----- Excerpted text
There are stressful upheavals involved in changing supplier and I choose not to have that in my life. If it ain’t broke, I don’t look for a fix. I look for peaceful long relationships where my loyalty is rewarded and is its own reward too in reduced admin handling time and associated annoyances. Mostly I am much appreciated as a loyal customer so that people will go the extra mile for me if required occasionally. I am not a very demanding customer, it must be said. I am pathetically grateful when anyone does any service for me. I find they rise to my expectations which are pretty accurate due to knowing suppliers as well as they now me.
6. I colour code my lever arch files
OK, we are getting a bit **** now, I fully appreciate that. But green means my home, yellow means my rental properties, pink means my business (natch) and my investments, red means my personal bills, stripey means creative projects and so on. This means I can always put my hands on the file, without having to hunt through all of them and read the inky annotation on the side to work out which one I want.
I plan to move away from filing completely and go 100% paper free. If I can receive and file online a digital receipt, then I do. And I print almost nothing. There are still certain documents which, for now, need to be filed but this is drastically reduced. Hurrah!
I have amalgamated my filing tray and my waste paper basket. Every piece of paper I handle goes in there because almost every piece of paper has notes on it which I might want to use again later. When it comes to doing the filing, most of it gets shredded and goes into the recycling. I only file what must be filed, whereas we used to file everything until I noticed that most goes into filing but almost nothing ever comes out. I don’t really do “just in case” when it comes to anything anymore. There are exceptions. Apply common sense liberally.
7. Mindfulness and creating new supportive habits
I read yesterday on Facebook that one of my favourite gurus Dr Wayne Dyer used never to be able to find his keys. He and his family just wrote this off to his forgetfulness until he realised he could create a mindful habit and always put them in the same place so he’d always be able to find them, like my cashmere socks.
----------
• What this exercise asks:
**A.** Please reproduce the passage from the post on filing and admin habits, starting with "6. I colour" and going on through "drastically reduced. Hurrah!".
**B.** In the post on filing and admin habits, what does yellow stand for in the writer's color coding of lever arch files?
**C.** Pick up the post on filing and admin habits after its last sentence and keep writing.
----- Data records
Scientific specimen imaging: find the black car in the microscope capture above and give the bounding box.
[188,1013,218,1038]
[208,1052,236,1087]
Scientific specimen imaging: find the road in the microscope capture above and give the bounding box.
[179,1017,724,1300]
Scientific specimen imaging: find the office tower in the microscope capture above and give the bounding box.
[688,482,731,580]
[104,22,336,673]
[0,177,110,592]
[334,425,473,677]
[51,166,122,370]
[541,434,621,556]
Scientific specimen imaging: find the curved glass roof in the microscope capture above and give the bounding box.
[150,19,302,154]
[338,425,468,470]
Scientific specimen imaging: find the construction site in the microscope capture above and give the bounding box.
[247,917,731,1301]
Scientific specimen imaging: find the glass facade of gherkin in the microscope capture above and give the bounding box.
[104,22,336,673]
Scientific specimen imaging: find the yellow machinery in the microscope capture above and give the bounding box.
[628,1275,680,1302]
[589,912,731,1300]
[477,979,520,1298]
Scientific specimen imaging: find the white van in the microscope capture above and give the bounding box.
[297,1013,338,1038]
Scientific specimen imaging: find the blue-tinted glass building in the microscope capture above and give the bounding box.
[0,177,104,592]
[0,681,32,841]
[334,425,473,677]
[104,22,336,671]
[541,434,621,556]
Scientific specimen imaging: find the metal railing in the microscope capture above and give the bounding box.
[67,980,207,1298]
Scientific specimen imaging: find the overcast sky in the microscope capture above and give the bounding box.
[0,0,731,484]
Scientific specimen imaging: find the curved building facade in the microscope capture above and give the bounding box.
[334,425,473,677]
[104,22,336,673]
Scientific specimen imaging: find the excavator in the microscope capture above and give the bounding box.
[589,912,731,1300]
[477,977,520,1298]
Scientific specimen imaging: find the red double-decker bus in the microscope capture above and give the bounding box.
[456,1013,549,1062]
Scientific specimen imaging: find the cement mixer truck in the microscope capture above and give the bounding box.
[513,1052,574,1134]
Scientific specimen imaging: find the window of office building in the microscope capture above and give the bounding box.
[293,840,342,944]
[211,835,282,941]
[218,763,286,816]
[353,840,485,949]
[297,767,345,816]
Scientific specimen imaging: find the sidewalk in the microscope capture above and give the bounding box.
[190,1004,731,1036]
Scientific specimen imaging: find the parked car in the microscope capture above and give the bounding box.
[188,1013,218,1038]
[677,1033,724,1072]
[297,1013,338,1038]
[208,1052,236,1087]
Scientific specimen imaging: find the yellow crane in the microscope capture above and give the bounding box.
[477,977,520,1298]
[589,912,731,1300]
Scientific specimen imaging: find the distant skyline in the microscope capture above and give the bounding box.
----------
• Answers for each item:
**A.**
6. I colour code my lever arch files
OK, we are getting a bit **** now, I fully appreciate that. But green means my home, yellow means my rental properties, pink means my business (natch) and my investments, red means my personal bills, stripey means creative projects and so on. This means I can always put my hands on the file, without having to hunt through all of them and read the inky annotation on the side to work out which one I want.
I plan to move away from filing completely and go 100% paper free. If I can receive and file online a digital receipt, then I do. And I print almost nothing. There are still certain documents which, for now, need to be filed but this is drastically reduced. Hurrah!

**B.** Rental properties.

**C.**
8. Minimalism helps with everything
I only have one pair of cashmere socks. I only have one handbag, and I keep my only purse and my only mobile phone (which I NEVER use) in there. If you have fewer possessions, it is easier to organise and manage and use and enjoy those you do have. I have very few pairs of shoes for the same reason. And I don’t keep anything in my house I don’t use regularly or which isn’t beautiful.
The same applies to information and data too; minimalist. And all my books are on my kindle, another example of a place for everything.
Despite that, there are always things round here which could go though you might struggle to find them!
9. Choice is exhausting – reduce the number of choices you have to make every day
If I find an item of clothing I like, I buy multiples of them. Which pretty much means I wear the same thing every day, at least when I am working at home. This means I do not have the dilemma of endless choice in the morning, I put on what I am comfortable in and what I know and it’s pretty much always the same. Steve Jobs did the same thing for the same reason. Choice is exhausting, reduce the number of choices you have to make each day and save your energy for things you love to spend your time on. In my case that’s creativity.
I could go on, but I won’t. I realise this could be quite boring for most and irrelevant to the rest of my readers.